Dataset records =>

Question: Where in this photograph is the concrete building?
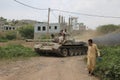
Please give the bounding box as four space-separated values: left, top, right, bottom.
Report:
0 25 16 31
34 22 61 39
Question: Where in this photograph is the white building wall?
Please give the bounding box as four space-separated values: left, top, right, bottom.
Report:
34 23 60 34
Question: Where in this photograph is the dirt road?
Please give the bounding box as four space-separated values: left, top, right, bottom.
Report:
0 56 98 80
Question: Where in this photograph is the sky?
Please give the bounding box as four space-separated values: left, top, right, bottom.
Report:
0 0 120 29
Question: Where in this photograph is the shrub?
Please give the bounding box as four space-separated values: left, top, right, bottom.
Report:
95 46 120 80
6 31 17 40
0 44 37 59
0 31 17 42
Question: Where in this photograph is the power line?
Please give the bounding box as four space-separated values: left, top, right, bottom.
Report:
14 0 120 18
52 9 120 18
14 0 48 10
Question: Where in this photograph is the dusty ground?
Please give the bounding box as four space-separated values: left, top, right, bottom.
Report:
0 56 98 80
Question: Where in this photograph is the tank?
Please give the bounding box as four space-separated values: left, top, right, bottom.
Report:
34 40 88 57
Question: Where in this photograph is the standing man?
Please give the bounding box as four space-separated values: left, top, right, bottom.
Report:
87 39 100 75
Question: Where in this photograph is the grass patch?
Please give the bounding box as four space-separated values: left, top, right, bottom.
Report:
95 46 120 80
0 44 38 59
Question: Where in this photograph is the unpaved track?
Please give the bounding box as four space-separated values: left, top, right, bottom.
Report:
0 56 98 80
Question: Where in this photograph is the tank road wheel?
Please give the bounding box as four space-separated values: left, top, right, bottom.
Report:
69 49 74 56
61 49 68 57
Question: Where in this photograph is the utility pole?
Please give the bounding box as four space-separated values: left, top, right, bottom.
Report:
47 8 50 38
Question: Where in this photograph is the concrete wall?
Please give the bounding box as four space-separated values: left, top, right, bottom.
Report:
34 22 61 39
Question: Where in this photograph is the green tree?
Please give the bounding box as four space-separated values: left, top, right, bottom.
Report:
18 25 34 39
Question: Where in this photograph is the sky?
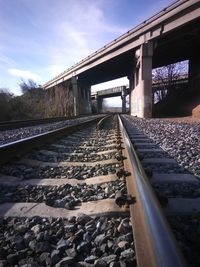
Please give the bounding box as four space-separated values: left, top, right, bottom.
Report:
0 0 175 99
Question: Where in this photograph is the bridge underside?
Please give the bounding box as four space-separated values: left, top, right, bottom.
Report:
43 0 200 117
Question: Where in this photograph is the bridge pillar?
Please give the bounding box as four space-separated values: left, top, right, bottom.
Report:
97 96 103 113
130 42 153 118
121 86 126 113
189 55 200 91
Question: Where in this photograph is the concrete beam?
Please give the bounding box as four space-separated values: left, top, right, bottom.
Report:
130 42 153 118
43 0 200 89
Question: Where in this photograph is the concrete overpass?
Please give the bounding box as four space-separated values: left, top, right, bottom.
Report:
91 86 129 113
43 0 200 117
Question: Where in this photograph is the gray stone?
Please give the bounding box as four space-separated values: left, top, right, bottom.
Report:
55 257 74 267
51 249 61 266
57 239 70 251
35 241 51 253
84 255 98 263
7 253 18 265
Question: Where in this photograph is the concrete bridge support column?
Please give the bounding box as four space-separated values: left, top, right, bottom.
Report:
71 77 79 116
130 42 153 118
121 86 126 113
97 97 103 113
189 55 200 91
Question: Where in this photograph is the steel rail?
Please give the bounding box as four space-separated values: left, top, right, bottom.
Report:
0 115 96 131
119 117 186 267
0 117 102 164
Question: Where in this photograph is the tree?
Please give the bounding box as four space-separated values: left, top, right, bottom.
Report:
0 88 13 121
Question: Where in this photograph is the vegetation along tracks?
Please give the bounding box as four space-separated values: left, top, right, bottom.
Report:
0 116 188 267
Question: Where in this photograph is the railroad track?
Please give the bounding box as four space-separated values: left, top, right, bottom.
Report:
0 116 91 131
0 116 188 267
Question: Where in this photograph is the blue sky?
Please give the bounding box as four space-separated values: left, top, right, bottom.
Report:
0 0 175 94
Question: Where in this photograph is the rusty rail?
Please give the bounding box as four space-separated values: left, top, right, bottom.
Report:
119 117 186 267
0 115 96 131
0 118 104 164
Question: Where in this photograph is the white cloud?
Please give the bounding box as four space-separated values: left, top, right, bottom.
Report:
8 69 41 82
0 53 15 66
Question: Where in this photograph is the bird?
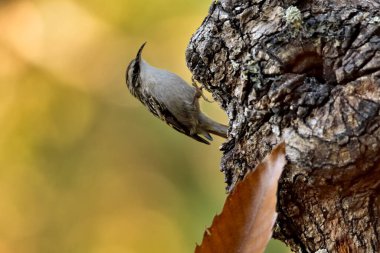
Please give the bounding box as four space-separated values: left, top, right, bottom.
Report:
125 42 228 144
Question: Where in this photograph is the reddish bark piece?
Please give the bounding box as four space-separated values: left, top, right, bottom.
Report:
195 143 286 253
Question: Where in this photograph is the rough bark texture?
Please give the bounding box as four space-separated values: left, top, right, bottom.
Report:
187 0 380 252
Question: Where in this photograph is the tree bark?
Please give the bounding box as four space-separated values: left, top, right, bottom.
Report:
186 0 380 252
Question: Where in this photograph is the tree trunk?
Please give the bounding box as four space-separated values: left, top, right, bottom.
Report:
186 0 380 253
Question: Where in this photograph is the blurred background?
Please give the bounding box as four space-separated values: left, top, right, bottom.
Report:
0 0 288 253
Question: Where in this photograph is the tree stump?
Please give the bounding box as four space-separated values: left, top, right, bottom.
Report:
186 0 380 253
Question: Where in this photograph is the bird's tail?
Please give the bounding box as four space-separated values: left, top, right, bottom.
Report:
199 113 228 138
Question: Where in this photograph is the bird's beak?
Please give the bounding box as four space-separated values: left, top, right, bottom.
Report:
136 42 146 61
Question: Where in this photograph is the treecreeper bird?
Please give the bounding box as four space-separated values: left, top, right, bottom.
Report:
126 43 227 144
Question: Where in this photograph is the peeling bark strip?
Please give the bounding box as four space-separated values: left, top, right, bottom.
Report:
186 0 380 252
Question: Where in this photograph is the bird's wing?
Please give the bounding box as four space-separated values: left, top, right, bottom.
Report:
145 94 210 144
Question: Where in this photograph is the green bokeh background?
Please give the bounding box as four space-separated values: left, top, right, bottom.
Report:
0 0 288 253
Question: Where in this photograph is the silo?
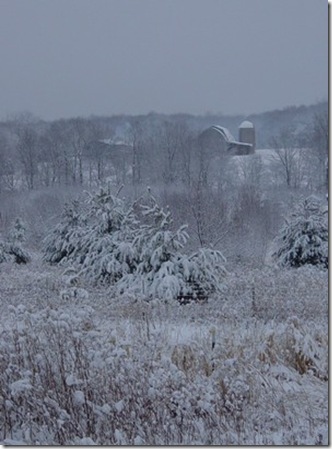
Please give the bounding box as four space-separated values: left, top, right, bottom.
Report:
239 120 256 153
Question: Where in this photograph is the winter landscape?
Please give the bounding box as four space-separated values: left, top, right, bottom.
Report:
0 0 330 446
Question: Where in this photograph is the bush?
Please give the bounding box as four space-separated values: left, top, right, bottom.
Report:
273 197 328 268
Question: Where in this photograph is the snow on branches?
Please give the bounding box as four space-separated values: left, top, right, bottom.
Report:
273 196 328 268
44 188 226 299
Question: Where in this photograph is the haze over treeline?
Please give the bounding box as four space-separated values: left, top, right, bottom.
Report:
0 98 328 264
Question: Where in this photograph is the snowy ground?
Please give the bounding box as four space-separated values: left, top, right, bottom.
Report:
0 254 328 445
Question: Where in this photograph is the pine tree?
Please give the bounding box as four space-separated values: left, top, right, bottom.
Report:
5 217 31 264
273 196 328 268
77 188 137 284
118 195 225 299
44 200 86 263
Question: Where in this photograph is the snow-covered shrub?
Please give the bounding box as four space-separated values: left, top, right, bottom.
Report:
44 200 85 263
0 217 31 264
74 188 137 284
44 188 136 284
118 195 226 299
273 196 328 268
44 188 225 299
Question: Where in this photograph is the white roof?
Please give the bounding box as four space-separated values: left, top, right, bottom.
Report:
239 120 254 128
212 125 235 142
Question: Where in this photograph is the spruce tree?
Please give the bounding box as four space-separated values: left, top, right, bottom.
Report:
273 196 328 268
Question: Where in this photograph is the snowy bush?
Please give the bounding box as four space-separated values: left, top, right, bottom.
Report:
74 188 137 284
44 188 226 299
43 201 85 263
0 217 31 264
118 194 226 299
273 197 328 268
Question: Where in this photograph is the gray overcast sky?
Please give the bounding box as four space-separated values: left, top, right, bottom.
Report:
0 0 328 119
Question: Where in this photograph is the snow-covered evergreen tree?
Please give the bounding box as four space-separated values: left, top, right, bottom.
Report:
118 195 225 299
44 200 86 263
273 196 328 268
76 188 138 284
4 217 31 264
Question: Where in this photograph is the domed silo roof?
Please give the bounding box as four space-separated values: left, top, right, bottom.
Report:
239 120 254 128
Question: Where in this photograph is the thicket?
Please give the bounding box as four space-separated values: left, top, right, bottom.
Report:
44 188 226 299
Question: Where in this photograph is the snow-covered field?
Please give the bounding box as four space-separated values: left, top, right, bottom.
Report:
0 254 328 445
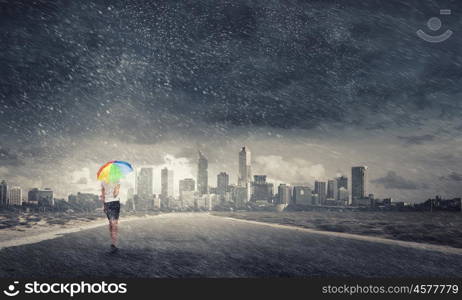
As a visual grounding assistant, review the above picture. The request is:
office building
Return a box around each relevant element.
[136,168,153,199]
[216,172,229,198]
[0,180,8,206]
[160,168,173,199]
[292,186,313,205]
[27,188,54,206]
[197,151,209,195]
[237,146,252,201]
[314,181,327,205]
[251,175,273,202]
[351,166,367,205]
[278,183,292,205]
[8,186,22,205]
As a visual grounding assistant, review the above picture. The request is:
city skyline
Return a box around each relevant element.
[0,142,452,205]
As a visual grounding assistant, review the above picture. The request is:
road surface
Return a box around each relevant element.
[0,213,462,278]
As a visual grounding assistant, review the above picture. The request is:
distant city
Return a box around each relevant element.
[0,146,461,211]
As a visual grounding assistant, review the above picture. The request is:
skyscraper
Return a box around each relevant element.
[0,180,8,206]
[278,183,292,204]
[179,178,196,193]
[8,186,22,205]
[351,166,367,205]
[27,188,54,206]
[252,175,273,202]
[292,186,313,205]
[197,151,209,195]
[136,168,153,199]
[160,168,173,200]
[217,172,229,197]
[337,175,349,204]
[327,180,338,200]
[314,181,326,205]
[237,146,252,201]
[238,146,252,187]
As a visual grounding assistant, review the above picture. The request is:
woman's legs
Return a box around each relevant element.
[109,219,119,246]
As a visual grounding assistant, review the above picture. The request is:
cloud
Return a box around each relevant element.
[76,177,88,184]
[398,134,435,145]
[371,171,428,190]
[440,172,462,182]
[253,155,325,184]
[0,146,23,166]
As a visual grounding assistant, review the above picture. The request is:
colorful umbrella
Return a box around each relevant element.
[96,160,133,183]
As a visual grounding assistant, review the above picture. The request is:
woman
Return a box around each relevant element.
[101,181,120,253]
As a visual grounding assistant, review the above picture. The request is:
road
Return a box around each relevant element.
[0,213,462,278]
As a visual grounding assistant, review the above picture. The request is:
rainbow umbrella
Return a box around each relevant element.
[96,160,133,183]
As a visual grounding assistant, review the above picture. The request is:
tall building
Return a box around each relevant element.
[351,166,367,205]
[160,168,173,199]
[336,175,348,201]
[278,183,292,204]
[237,146,252,187]
[327,180,338,201]
[237,146,252,201]
[179,178,196,193]
[136,168,153,199]
[0,180,8,206]
[314,181,327,205]
[27,188,53,206]
[338,186,350,205]
[217,172,229,197]
[8,186,22,205]
[292,186,313,205]
[337,175,348,190]
[251,175,273,202]
[197,151,209,195]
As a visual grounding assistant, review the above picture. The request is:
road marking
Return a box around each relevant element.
[218,215,462,255]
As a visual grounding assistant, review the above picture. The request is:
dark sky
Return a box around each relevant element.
[0,0,462,201]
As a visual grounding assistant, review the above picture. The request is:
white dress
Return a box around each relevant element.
[101,181,120,203]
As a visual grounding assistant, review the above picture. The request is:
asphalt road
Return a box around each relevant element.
[0,213,462,278]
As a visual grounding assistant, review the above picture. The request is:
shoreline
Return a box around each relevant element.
[0,214,162,250]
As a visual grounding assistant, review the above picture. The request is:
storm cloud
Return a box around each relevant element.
[0,0,462,199]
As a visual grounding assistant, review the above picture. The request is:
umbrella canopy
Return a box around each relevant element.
[96,160,133,183]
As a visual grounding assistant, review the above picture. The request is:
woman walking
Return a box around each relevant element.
[96,160,133,253]
[101,181,120,252]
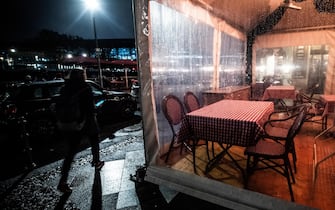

Problem => Rewrite the material from the line containing "Question: Where in this photograph is the concrete bridge" through the line containing "0 117 102 164", keeping every request line, and raise each bounding box coordinate in the answers by 21.

Written solution =>
Question: Where in this photograph is the concrete bridge support column?
Please give the bounding box as four space-separated values: left, top, right, bottom.
Report:
92 98 100 137
151 63 174 139
142 107 147 134
118 118 124 134
210 76 221 112
Question: Where in this photograph is the steel rail?
Please give the bounding box as four space-separated values: left, top, right, bottom.
Report:
21 136 117 152
140 138 207 288
21 138 123 185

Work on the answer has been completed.